**Work order**
Both the line below containing "Please mark the black tassel, one" and the line containing "Please mark the white collared", along with every line between them, should be repeated exactly; no other line belongs in the answer.

──────── Records supplied ────────

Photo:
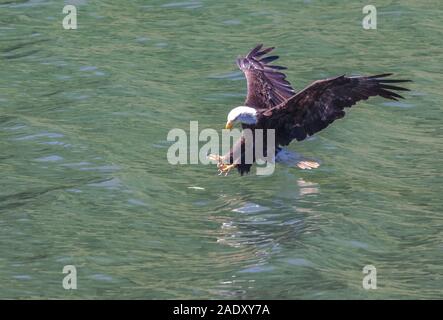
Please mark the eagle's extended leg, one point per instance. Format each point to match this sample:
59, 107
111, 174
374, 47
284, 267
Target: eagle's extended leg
223, 168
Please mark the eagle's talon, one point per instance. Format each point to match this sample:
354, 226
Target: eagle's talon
308, 165
224, 168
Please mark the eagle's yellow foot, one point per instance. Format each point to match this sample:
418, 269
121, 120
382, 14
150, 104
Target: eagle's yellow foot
224, 168
308, 165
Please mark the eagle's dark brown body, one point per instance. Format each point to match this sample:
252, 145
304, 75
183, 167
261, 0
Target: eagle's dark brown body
299, 115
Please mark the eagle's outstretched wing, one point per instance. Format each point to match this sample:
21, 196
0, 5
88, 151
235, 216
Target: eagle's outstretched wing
267, 87
322, 102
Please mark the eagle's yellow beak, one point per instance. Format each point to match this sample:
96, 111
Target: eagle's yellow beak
229, 125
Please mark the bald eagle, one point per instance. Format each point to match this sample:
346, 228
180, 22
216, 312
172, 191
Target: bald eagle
272, 103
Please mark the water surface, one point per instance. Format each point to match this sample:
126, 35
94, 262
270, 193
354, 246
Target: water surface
84, 116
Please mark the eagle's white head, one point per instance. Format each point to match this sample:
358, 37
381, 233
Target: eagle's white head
242, 114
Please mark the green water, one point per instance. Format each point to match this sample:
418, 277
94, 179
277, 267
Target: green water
84, 116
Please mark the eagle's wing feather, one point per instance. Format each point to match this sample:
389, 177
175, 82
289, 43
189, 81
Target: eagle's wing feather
267, 87
322, 102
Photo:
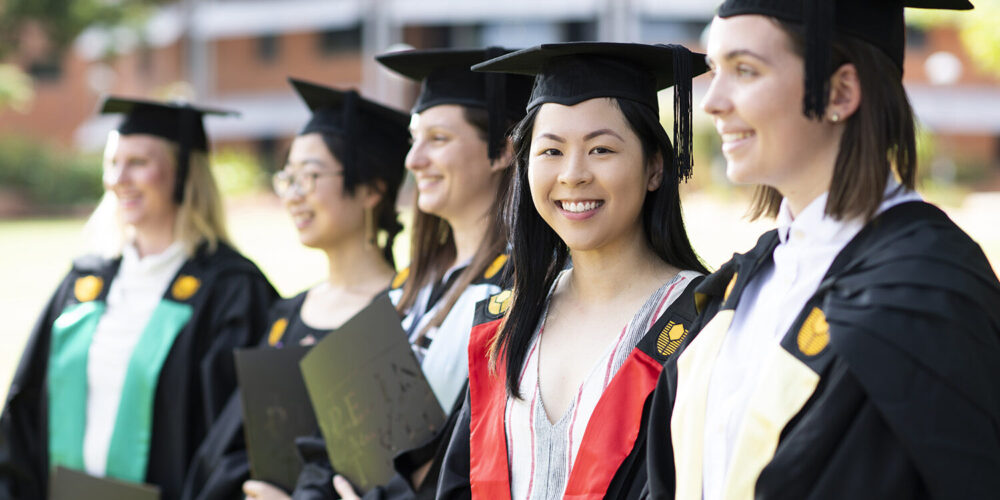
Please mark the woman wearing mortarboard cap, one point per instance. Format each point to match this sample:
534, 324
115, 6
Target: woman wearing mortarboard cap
559, 382
459, 159
131, 360
855, 351
339, 186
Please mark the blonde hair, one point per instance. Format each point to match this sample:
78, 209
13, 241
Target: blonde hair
200, 217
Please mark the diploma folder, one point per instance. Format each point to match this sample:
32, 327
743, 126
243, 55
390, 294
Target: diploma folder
276, 410
70, 484
371, 398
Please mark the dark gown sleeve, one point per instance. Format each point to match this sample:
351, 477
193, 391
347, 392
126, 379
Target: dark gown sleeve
234, 316
221, 465
316, 479
24, 422
453, 480
239, 319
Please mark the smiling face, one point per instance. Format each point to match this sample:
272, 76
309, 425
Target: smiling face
325, 215
755, 100
140, 170
587, 174
450, 164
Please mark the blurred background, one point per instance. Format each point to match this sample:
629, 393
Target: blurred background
58, 57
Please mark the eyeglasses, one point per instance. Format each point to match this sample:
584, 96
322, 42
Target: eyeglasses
304, 181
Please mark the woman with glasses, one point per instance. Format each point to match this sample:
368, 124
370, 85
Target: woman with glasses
131, 362
339, 187
459, 159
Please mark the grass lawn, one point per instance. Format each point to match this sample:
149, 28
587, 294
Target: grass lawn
36, 253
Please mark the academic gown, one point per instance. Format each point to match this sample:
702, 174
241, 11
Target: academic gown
887, 385
227, 297
611, 461
221, 464
317, 473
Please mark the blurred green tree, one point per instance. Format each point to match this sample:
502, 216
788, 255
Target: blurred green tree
63, 20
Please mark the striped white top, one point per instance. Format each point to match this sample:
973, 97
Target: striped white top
541, 454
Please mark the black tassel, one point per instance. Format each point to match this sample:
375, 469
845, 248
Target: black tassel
186, 125
819, 20
682, 112
496, 107
350, 117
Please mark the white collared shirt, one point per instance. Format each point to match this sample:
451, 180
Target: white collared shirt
768, 306
135, 292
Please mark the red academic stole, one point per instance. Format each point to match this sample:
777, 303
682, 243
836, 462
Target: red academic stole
609, 438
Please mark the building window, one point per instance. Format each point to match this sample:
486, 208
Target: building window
335, 41
267, 48
916, 38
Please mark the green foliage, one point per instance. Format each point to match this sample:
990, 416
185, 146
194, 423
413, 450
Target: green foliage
238, 173
978, 30
63, 20
15, 87
46, 177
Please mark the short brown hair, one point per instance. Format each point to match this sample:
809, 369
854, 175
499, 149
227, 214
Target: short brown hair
432, 244
879, 138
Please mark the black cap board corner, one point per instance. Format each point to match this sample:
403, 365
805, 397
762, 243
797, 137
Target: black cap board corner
573, 72
879, 22
359, 120
175, 121
445, 78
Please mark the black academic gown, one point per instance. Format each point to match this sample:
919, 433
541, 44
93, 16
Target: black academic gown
198, 375
887, 385
611, 462
317, 473
221, 464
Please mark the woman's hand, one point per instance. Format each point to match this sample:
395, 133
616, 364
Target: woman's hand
263, 491
344, 488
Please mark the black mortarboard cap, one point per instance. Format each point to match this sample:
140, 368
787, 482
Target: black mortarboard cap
445, 78
879, 22
570, 73
361, 122
177, 122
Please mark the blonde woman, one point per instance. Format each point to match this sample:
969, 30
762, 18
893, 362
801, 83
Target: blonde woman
131, 360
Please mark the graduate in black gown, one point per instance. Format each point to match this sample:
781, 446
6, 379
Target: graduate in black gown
854, 352
131, 361
459, 159
559, 385
339, 187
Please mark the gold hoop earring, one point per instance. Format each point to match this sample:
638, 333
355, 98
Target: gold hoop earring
370, 227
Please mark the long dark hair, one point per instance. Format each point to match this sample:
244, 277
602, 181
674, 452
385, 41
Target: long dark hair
539, 252
432, 247
879, 137
381, 170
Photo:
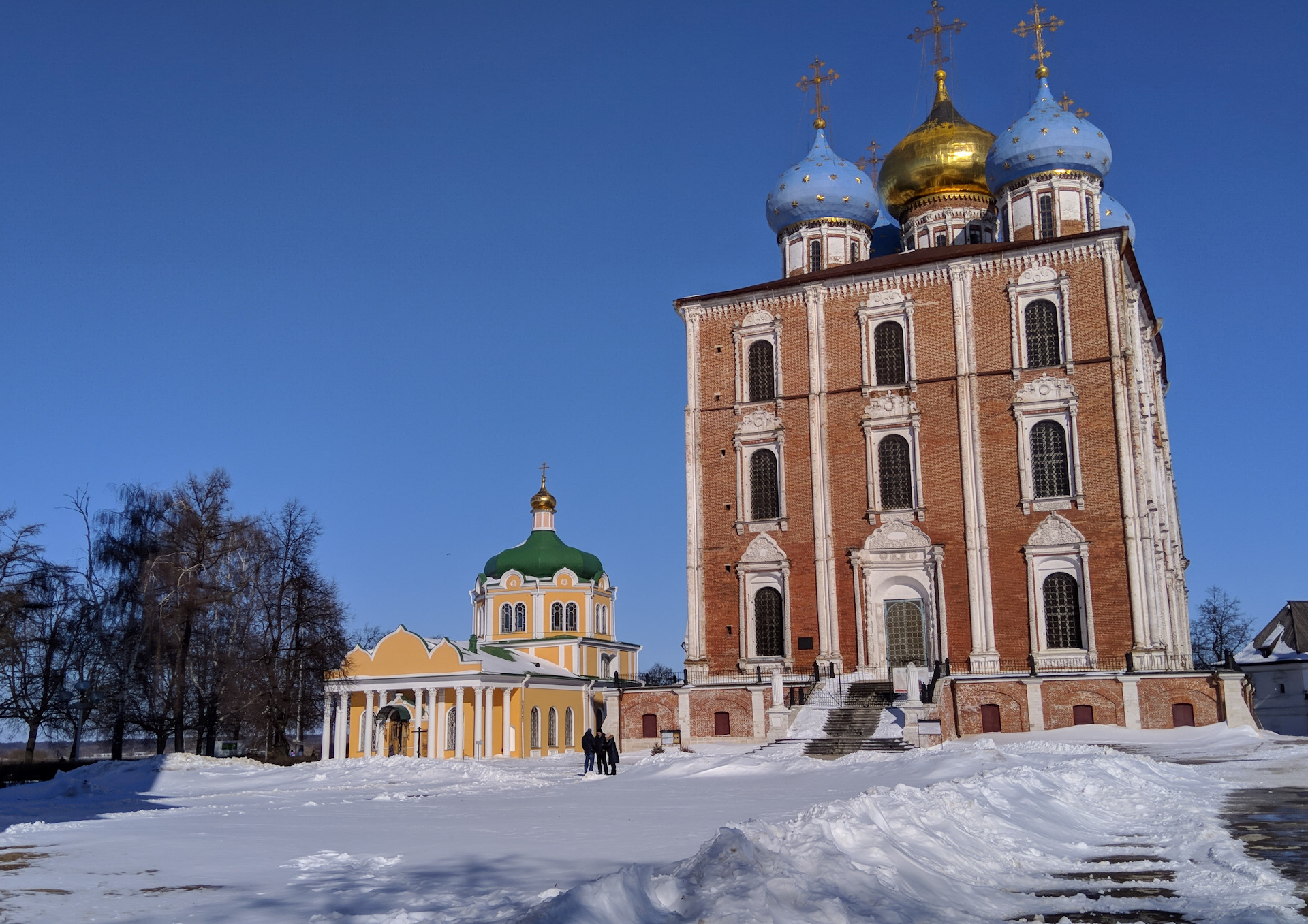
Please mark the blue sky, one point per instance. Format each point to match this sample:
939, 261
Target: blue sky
388, 258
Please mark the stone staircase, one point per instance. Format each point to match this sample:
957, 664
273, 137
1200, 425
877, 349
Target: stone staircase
850, 727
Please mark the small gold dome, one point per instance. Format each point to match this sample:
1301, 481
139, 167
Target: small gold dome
945, 155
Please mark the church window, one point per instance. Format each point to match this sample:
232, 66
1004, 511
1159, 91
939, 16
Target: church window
764, 496
763, 379
1046, 216
1063, 611
768, 622
1042, 327
888, 351
897, 473
1049, 460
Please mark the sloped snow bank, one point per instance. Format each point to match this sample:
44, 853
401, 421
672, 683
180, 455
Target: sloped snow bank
965, 850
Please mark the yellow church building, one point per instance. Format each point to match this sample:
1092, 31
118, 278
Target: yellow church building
540, 667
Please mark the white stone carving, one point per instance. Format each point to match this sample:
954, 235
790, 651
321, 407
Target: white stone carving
759, 421
892, 404
1056, 530
763, 549
898, 535
1038, 275
1046, 389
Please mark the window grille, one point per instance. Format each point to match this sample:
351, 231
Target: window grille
895, 472
1046, 216
1042, 327
764, 500
768, 622
1063, 612
905, 633
763, 379
888, 352
1049, 460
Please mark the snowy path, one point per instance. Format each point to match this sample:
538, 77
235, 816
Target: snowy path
971, 831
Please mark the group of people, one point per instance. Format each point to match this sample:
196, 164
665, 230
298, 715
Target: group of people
600, 748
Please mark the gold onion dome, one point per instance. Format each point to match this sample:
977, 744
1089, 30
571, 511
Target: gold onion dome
944, 156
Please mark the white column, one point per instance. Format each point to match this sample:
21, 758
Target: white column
433, 714
368, 724
478, 722
458, 722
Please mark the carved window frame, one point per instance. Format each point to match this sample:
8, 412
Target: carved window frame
1039, 283
1059, 547
763, 565
1048, 399
884, 416
756, 325
759, 430
882, 306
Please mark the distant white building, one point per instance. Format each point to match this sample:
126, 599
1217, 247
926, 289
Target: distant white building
1277, 663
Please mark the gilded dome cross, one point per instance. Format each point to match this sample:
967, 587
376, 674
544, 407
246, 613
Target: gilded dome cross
937, 33
1039, 28
817, 81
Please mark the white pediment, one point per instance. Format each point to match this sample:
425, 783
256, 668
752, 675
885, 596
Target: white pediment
897, 535
1056, 530
763, 549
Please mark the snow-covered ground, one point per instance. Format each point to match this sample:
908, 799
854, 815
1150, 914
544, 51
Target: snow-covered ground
967, 831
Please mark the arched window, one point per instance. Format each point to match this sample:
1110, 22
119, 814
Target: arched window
888, 351
1063, 612
768, 622
895, 471
1046, 216
1049, 460
763, 377
1042, 325
764, 496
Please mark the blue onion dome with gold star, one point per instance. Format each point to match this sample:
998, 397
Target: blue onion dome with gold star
822, 186
1112, 214
1048, 139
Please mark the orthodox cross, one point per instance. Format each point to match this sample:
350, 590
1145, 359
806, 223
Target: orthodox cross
937, 33
873, 161
1039, 29
817, 81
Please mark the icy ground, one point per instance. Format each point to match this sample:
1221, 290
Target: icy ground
968, 831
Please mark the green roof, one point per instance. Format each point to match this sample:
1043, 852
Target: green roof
542, 556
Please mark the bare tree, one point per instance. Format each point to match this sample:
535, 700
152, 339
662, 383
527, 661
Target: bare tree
1221, 628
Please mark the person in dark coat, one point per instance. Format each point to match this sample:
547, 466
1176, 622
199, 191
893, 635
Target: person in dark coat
588, 746
602, 752
611, 746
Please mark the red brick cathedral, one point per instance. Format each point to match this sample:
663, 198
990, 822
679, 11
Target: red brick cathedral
944, 441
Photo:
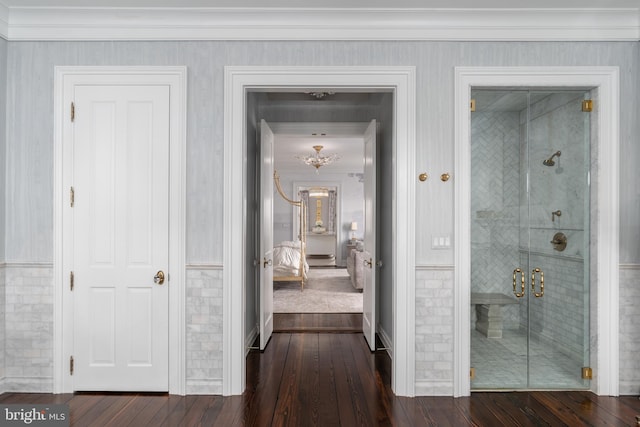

────────

**Written reply**
Please mark the black tassel, one point per instance. Format each point to match this sample:
375, 469
845, 248
Target: black tassel
186, 125
819, 20
682, 112
496, 107
350, 117
Please mark the white collared shirt, one point per instance. Format each point to match this sample:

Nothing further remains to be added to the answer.